## [REQUIRED TASK]
Type out the complete listing below word for word, without its pictures.

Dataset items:
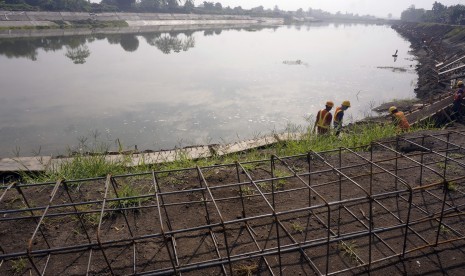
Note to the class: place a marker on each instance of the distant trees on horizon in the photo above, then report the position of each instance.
(169, 6)
(454, 15)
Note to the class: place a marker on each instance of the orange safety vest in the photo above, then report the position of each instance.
(401, 121)
(322, 117)
(336, 120)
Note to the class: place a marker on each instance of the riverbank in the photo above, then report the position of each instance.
(51, 20)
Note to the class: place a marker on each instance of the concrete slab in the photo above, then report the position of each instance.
(75, 16)
(16, 17)
(39, 163)
(107, 16)
(289, 136)
(44, 16)
(149, 16)
(244, 145)
(165, 16)
(129, 16)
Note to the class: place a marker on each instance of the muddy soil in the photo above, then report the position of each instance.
(230, 213)
(431, 44)
(171, 219)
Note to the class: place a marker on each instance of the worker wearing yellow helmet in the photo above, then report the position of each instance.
(324, 118)
(339, 115)
(399, 119)
(457, 104)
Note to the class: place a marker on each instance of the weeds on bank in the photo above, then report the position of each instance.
(18, 266)
(246, 270)
(128, 197)
(92, 161)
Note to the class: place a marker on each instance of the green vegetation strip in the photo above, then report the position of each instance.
(97, 165)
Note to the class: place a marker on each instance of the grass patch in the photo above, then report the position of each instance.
(18, 266)
(91, 161)
(246, 270)
(127, 197)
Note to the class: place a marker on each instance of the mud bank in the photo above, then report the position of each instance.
(432, 44)
(50, 19)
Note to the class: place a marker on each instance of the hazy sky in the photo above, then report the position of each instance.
(379, 8)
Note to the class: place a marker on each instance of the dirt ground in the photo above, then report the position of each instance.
(333, 212)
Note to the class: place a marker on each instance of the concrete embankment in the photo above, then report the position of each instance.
(49, 19)
(43, 163)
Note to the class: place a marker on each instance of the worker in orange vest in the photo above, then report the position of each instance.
(399, 119)
(339, 115)
(323, 119)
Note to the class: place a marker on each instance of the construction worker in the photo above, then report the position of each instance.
(458, 99)
(339, 115)
(323, 119)
(399, 119)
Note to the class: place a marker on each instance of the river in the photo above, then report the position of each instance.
(160, 90)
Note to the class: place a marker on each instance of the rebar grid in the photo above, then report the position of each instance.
(321, 212)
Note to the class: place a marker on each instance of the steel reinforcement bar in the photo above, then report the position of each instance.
(321, 212)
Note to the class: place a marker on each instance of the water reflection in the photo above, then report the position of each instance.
(78, 54)
(190, 87)
(170, 42)
(78, 51)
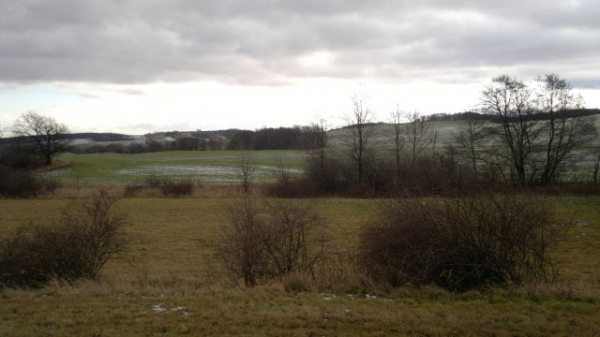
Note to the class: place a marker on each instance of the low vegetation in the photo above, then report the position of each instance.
(74, 246)
(460, 243)
(271, 241)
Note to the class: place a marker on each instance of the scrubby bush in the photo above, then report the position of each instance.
(177, 188)
(19, 184)
(168, 187)
(74, 246)
(459, 243)
(289, 237)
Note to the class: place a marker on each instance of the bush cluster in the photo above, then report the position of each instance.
(459, 243)
(168, 187)
(288, 238)
(74, 246)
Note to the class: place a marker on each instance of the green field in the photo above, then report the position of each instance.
(212, 167)
(169, 266)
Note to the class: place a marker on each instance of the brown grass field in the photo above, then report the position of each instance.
(168, 284)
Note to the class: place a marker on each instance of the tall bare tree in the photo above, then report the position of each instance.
(419, 135)
(555, 98)
(360, 125)
(45, 132)
(319, 130)
(511, 103)
(246, 169)
(469, 139)
(396, 118)
(597, 169)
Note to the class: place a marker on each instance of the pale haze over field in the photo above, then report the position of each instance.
(142, 66)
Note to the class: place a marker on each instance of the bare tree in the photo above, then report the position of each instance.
(359, 122)
(319, 130)
(420, 135)
(469, 139)
(555, 97)
(396, 118)
(272, 240)
(511, 103)
(246, 170)
(44, 131)
(597, 169)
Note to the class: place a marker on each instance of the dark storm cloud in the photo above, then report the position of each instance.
(265, 42)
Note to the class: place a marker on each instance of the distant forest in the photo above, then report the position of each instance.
(540, 116)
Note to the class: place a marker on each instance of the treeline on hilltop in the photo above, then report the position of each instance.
(539, 115)
(282, 138)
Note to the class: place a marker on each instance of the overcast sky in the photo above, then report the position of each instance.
(145, 65)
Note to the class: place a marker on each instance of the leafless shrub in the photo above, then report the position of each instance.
(459, 243)
(177, 188)
(168, 187)
(74, 246)
(289, 238)
(20, 184)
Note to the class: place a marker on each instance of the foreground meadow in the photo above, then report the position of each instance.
(169, 283)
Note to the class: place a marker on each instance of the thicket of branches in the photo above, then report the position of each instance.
(271, 240)
(74, 246)
(459, 243)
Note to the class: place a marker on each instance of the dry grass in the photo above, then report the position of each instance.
(167, 265)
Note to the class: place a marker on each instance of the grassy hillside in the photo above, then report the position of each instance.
(201, 166)
(217, 167)
(162, 285)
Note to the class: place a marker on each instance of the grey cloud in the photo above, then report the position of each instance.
(261, 42)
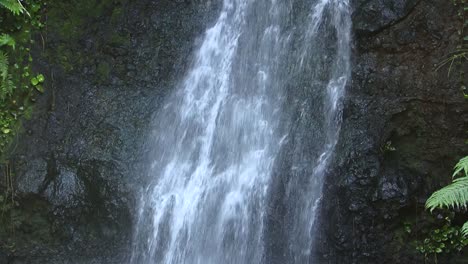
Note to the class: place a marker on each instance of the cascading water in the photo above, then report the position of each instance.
(218, 137)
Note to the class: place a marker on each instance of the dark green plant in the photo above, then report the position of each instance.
(443, 240)
(18, 19)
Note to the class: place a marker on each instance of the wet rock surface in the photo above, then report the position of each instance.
(82, 155)
(108, 65)
(404, 129)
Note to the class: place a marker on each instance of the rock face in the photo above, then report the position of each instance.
(108, 66)
(404, 129)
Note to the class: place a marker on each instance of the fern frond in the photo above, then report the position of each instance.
(6, 87)
(464, 229)
(8, 40)
(3, 66)
(462, 165)
(14, 6)
(453, 195)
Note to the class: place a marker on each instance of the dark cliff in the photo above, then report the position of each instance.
(404, 128)
(109, 64)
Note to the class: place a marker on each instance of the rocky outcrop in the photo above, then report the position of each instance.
(404, 128)
(108, 66)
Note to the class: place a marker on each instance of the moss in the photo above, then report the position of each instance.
(103, 71)
(119, 40)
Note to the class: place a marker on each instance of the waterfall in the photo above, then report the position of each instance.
(219, 135)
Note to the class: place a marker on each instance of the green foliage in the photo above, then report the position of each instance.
(462, 166)
(454, 195)
(7, 40)
(16, 88)
(446, 239)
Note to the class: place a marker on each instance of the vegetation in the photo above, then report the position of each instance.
(18, 83)
(451, 238)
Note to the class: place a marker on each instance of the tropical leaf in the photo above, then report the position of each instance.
(465, 229)
(451, 196)
(6, 39)
(6, 87)
(462, 165)
(14, 6)
(3, 66)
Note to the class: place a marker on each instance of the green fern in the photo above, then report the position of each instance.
(6, 87)
(14, 6)
(454, 195)
(8, 40)
(3, 66)
(465, 229)
(462, 166)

## [WRITTEN REPLY]
Note to the class: place a marker on each instance of the distant trees on horizon in the photo above, then report the position of each instance.
(169, 6)
(454, 15)
Note to the class: place a marker on each instance of the orange safety vest in the photo above, then report the position of each instance.
(401, 121)
(322, 117)
(336, 120)
Note to the class: place a marker on each instance of the riverbank in the photo above, then report the position of each instance.
(51, 20)
Note to the class: place a marker on each instance of the concrete slab in the photo above, then report the position of each instance.
(75, 16)
(16, 17)
(39, 163)
(107, 16)
(289, 136)
(44, 16)
(149, 16)
(244, 145)
(165, 16)
(129, 16)
Note to the class: place a marker on each instance of the muddy soil in the photo above, then report the position of each instance.
(230, 213)
(431, 44)
(171, 219)
Note to the class: place a marker on each instance of the worker wearing yellow helmet in the photo above, then report the position of each instance.
(324, 118)
(339, 115)
(399, 119)
(457, 104)
Note to the class: place a marker on each instance of the weeds on bank in the photo above, then report the position of each instance.
(18, 266)
(246, 270)
(128, 197)
(92, 161)
Note to the class: place a marker on each instance of the green vegetation strip in the photo above, then report the position of each instance.
(97, 165)
Note to the class: place a marker on each instance of the grass patch in the photo above, then report the position of each instance.
(18, 266)
(91, 161)
(246, 270)
(127, 197)
Note to the class: place a marker on each instance of the mud bank in the photo above, then report the position of each instance.
(432, 44)
(50, 19)
Note to the class: place a marker on each instance of the hazy sky in the photo above, then report the position of each instance.
(379, 8)
Note to the class: place a marker on each instance of the dirt ground in the photo above, then report the position of each instance.
(333, 212)
Note to the class: place a marker on each instance of the concrete embankment in the photo above, then report the position of each instance.
(49, 19)
(43, 163)
Note to the class: place a marker on each instance of the worker in orange vest in the photo above, then report the position of each instance.
(399, 119)
(339, 115)
(323, 119)
Note to the class: place a marker on each instance of the construction worker in the photo above, then report the position of each instance.
(458, 99)
(339, 115)
(323, 119)
(399, 119)
Note to the class: place a marker on each instance of the river in the photo above, then report the position of each instance.
(160, 90)
Note to the class: place a marker on each instance of the rebar grid in the photo above, then report the position of each instance.
(321, 212)
Note to the class: place a marker on each instance of the steel reinforcement bar in the photo above, then report the position of each instance.
(321, 212)
Note to the class: place a marker on each instance of the water reflection in the photo above, then report the position of each instance.
(78, 54)
(190, 87)
(170, 42)
(78, 51)
Note to the class: place a marker on each instance of the low vegetation in the photo above, then report the position of each instance.
(74, 246)
(460, 243)
(271, 241)
Note to the class: place a marker on each instance of the scrubby bush in the photo above, then report the position of each instance.
(177, 188)
(19, 184)
(168, 187)
(74, 246)
(459, 243)
(289, 237)
Note to the class: place a marker on each instance of the bush cluster in the photo above, then report the position of each instance.
(459, 243)
(168, 187)
(288, 238)
(74, 246)
Note to the class: place a marker on each instance of the green field in the photo above, then report the position of each instance.
(212, 167)
(169, 266)
Note to the class: place a marker on each instance of the brown grass field in the photo above, then report the position of each instance.
(168, 284)
Note to the class: place a marker on each instance of the tall bare tree in the photo above, then report the position of each instance.
(419, 135)
(555, 98)
(360, 125)
(45, 132)
(319, 130)
(511, 103)
(246, 169)
(469, 139)
(396, 118)
(597, 169)
Note to the class: place a marker on each instance of the pale haze over field in the photo above, then report the position of each instance.
(142, 66)
Note to the class: place a marker on each instance of the bare tree in the photo above, then report the position of each instance.
(359, 122)
(319, 130)
(420, 135)
(469, 139)
(555, 97)
(396, 118)
(272, 240)
(511, 103)
(246, 170)
(44, 131)
(597, 169)
Note to the class: place a marker on each instance of the dark storm cloud in the photo above, then report the position of each instance.
(265, 42)
Note to the class: place a marker on each instance of the distant forest in the photo above, then report the position of each instance.
(540, 116)
Note to the class: place a marker on each instance of the treeline on hilltop in the photo above, then report the position of each instance.
(539, 115)
(282, 138)
Note to the class: place a marker on each instance of the overcast sky in the photo above, then report the position of each instance.
(145, 65)
Note to the class: place a marker on each instance of the leafless shrub in the photo above, then report the position of each instance.
(459, 243)
(177, 188)
(168, 187)
(74, 246)
(289, 238)
(20, 184)
Note to the class: place a marker on each instance of the foreground meadow in the photo above, then report the position of each instance.
(169, 283)
Note to the class: place a marker on each instance of the thicket of branches in the photo above, then report the position of each instance.
(271, 240)
(74, 246)
(459, 243)
Note to the class: place a marker on each instance of the dry grass in the photo above, then report the position of each instance.
(167, 265)
Note to the class: place a marker on each instance of the grassy hillside in the photo above, then report the position of each instance.
(201, 166)
(217, 167)
(162, 285)
Note to the class: place a marker on each instance of the grey cloud in the photo above, then report the position of each instance.
(261, 42)
Note to the class: place a marker on each instance of the cascading water in the photo above, then report the position of each instance.
(218, 137)
Note to the class: place a marker on each instance of the dark green plant in the photo above, then report the position of each instance.
(443, 240)
(18, 19)
Note to the class: place a marker on each instance of the wet rock surface in the photo above, then report the position of each instance.
(82, 155)
(108, 65)
(404, 129)
Note to the class: place a marker on each instance of the rock face in the photo above, then report the position of each instance.
(108, 66)
(404, 129)
Note to the class: place a marker on each instance of the fern frond in the photo above, then report the position of each instance.
(6, 87)
(464, 229)
(8, 40)
(3, 66)
(462, 165)
(14, 6)
(453, 195)
Note to the class: place a marker on each instance of the dark cliff in the photo above, then report the position of each instance.
(404, 128)
(109, 64)
Note to the class: place a marker on each instance of the rocky outcrop in the photo above, then report the position of each instance.
(404, 128)
(108, 66)
Note to the class: place a marker on each instance of the moss in the photo above, then report the position of each instance.
(103, 71)
(119, 40)
Note to the class: place a marker on each instance of the waterfall in the photo above, then report the position of each instance.
(219, 135)
Note to the class: place a marker on each instance of the green foliage in the photo above, then report the position of each instance.
(462, 166)
(454, 195)
(7, 40)
(16, 88)
(446, 239)
Note to the class: place a marker on each instance of the vegetation in the photo above, then report the position of each instance.
(18, 83)
(451, 238)
Note to the class: place a marker on each instance of the tropical leaf in the photo above, then report the position of each instance.
(465, 229)
(451, 196)
(6, 39)
(6, 87)
(462, 165)
(14, 6)
(3, 66)
Note to the class: place a marker on each instance of the green fern in the photo above, then report the position of each instance.
(6, 87)
(14, 6)
(454, 195)
(8, 40)
(3, 66)
(465, 229)
(462, 166)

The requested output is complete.